Start of Data section

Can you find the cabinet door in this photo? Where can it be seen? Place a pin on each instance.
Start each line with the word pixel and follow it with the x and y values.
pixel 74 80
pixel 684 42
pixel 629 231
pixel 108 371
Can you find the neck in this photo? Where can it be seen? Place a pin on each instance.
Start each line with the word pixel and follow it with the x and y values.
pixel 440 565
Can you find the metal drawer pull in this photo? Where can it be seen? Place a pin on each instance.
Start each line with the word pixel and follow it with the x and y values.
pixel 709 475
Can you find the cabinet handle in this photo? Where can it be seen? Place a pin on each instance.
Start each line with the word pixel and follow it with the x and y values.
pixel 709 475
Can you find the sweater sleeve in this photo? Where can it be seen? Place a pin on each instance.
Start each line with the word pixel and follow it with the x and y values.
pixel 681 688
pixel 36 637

End of Data section

## Aim of the exercise
Please filter the entries above down to the lines holding "cabinet" and copy them.

## Solution to this problem
Can you find the cabinet door in this photo? Where can it be seen? Place a pin on each instance.
Can you find the cabinet handle in this photo? Where can it be seen? Place a pin on each instance.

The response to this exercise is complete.